* [Task directions]:
Gather each line in the items below that contains the word "green", and copy those lines without any change.

··· Source material

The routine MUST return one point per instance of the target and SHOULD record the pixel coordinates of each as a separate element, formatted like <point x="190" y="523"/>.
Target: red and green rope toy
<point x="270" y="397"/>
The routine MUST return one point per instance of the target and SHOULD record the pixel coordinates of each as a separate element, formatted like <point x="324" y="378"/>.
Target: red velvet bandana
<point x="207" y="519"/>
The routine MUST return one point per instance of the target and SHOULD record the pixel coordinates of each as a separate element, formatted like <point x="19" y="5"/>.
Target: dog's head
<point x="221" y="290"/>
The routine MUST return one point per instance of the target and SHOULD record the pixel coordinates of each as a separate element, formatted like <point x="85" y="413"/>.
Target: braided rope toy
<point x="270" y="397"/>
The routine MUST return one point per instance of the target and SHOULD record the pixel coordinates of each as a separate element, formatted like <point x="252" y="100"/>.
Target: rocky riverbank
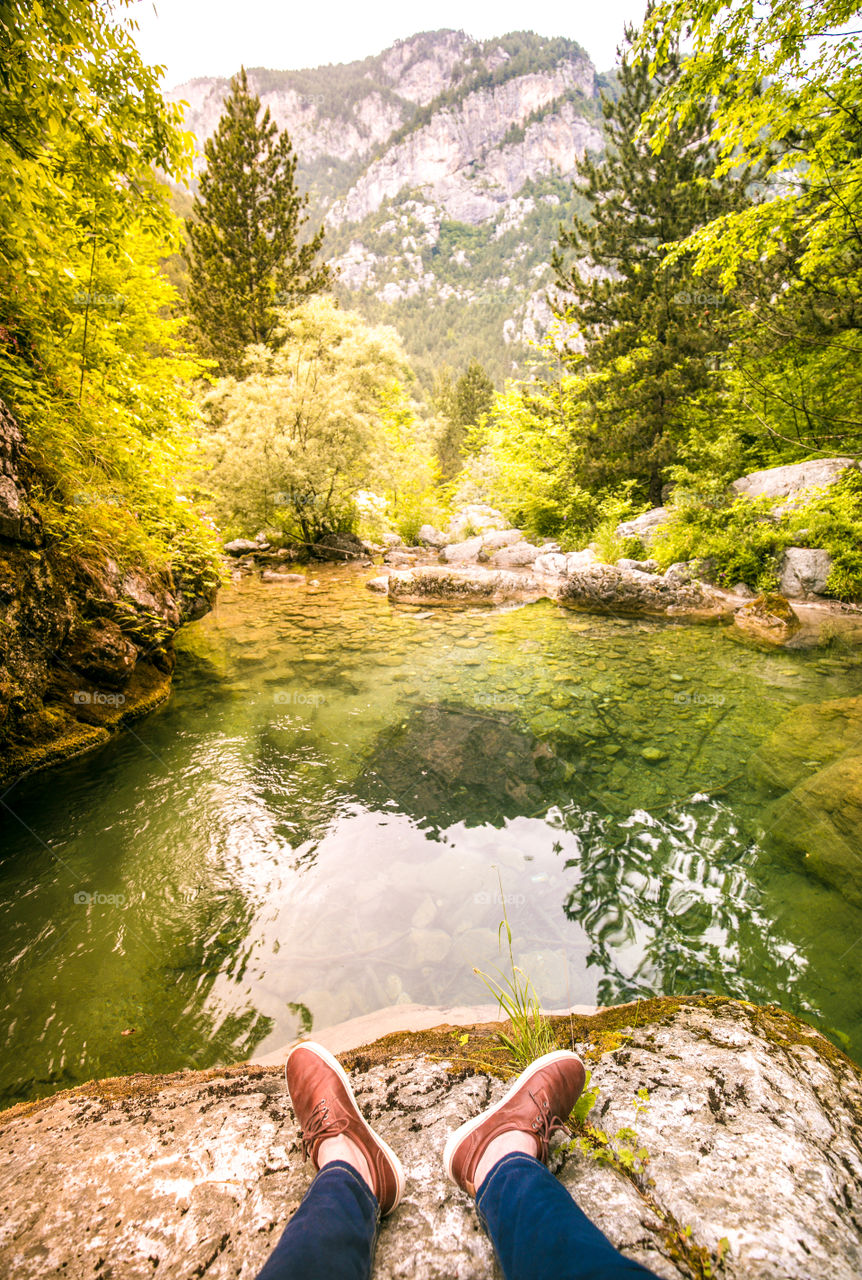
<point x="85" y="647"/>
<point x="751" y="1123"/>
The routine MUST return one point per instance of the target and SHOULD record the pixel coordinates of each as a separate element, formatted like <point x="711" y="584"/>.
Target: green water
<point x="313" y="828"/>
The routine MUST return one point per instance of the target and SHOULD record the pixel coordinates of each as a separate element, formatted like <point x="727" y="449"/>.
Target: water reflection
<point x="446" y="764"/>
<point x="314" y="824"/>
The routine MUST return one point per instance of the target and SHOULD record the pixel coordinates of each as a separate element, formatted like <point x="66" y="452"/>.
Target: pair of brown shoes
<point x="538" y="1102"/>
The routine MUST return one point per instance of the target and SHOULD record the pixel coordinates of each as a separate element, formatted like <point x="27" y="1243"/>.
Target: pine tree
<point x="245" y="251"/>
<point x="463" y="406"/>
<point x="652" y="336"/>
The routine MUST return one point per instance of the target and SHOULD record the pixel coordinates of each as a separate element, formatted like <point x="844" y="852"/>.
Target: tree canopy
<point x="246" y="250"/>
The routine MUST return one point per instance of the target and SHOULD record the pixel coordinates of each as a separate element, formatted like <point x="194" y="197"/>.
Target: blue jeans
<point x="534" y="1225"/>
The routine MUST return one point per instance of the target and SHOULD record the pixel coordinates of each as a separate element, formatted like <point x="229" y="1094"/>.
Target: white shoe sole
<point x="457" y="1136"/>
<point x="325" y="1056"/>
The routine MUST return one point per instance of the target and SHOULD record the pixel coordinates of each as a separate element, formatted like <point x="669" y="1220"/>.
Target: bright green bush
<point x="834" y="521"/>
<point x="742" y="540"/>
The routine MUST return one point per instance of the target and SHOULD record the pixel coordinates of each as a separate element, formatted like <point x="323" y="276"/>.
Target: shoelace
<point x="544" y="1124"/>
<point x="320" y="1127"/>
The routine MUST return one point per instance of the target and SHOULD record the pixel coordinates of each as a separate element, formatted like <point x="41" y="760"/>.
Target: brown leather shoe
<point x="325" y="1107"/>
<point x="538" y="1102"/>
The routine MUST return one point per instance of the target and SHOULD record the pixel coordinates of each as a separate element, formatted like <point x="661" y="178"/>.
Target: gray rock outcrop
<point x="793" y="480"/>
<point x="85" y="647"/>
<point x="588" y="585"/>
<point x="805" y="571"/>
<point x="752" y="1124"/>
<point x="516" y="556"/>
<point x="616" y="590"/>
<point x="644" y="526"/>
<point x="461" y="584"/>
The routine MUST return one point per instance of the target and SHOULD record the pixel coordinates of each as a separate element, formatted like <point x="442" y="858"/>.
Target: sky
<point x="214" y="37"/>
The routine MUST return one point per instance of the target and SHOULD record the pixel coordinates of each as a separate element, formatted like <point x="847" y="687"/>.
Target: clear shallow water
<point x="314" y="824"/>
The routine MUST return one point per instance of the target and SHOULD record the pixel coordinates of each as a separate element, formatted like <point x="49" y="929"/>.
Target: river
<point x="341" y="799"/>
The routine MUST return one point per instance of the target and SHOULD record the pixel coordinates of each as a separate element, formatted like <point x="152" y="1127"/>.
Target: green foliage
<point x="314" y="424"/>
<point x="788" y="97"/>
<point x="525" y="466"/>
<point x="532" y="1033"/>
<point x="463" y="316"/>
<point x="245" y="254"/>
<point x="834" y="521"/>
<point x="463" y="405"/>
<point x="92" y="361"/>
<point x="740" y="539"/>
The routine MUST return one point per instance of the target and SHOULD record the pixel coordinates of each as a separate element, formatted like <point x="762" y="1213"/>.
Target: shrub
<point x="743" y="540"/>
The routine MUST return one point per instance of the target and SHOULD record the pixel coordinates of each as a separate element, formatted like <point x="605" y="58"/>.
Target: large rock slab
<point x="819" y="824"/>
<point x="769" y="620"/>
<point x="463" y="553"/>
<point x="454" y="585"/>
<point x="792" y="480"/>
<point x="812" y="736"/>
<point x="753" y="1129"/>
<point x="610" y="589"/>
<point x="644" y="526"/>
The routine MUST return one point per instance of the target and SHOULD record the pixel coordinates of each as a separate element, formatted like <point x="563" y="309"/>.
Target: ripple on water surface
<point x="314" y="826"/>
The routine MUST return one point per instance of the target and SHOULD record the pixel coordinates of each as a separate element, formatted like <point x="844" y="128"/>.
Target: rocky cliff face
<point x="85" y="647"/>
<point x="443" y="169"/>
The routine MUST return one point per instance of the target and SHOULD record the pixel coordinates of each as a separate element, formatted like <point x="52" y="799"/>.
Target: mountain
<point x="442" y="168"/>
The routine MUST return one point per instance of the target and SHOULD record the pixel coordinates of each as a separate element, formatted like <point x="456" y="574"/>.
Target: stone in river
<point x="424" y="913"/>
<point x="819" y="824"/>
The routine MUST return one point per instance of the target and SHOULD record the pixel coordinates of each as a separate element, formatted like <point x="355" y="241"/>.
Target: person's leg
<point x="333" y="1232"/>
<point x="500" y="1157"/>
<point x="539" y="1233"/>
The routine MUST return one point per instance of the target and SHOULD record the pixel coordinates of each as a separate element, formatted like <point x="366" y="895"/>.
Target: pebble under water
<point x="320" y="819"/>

······

* [Output below]:
Target: red and green rope toy
Target: green water
Target: bright green bush
Target: green foliage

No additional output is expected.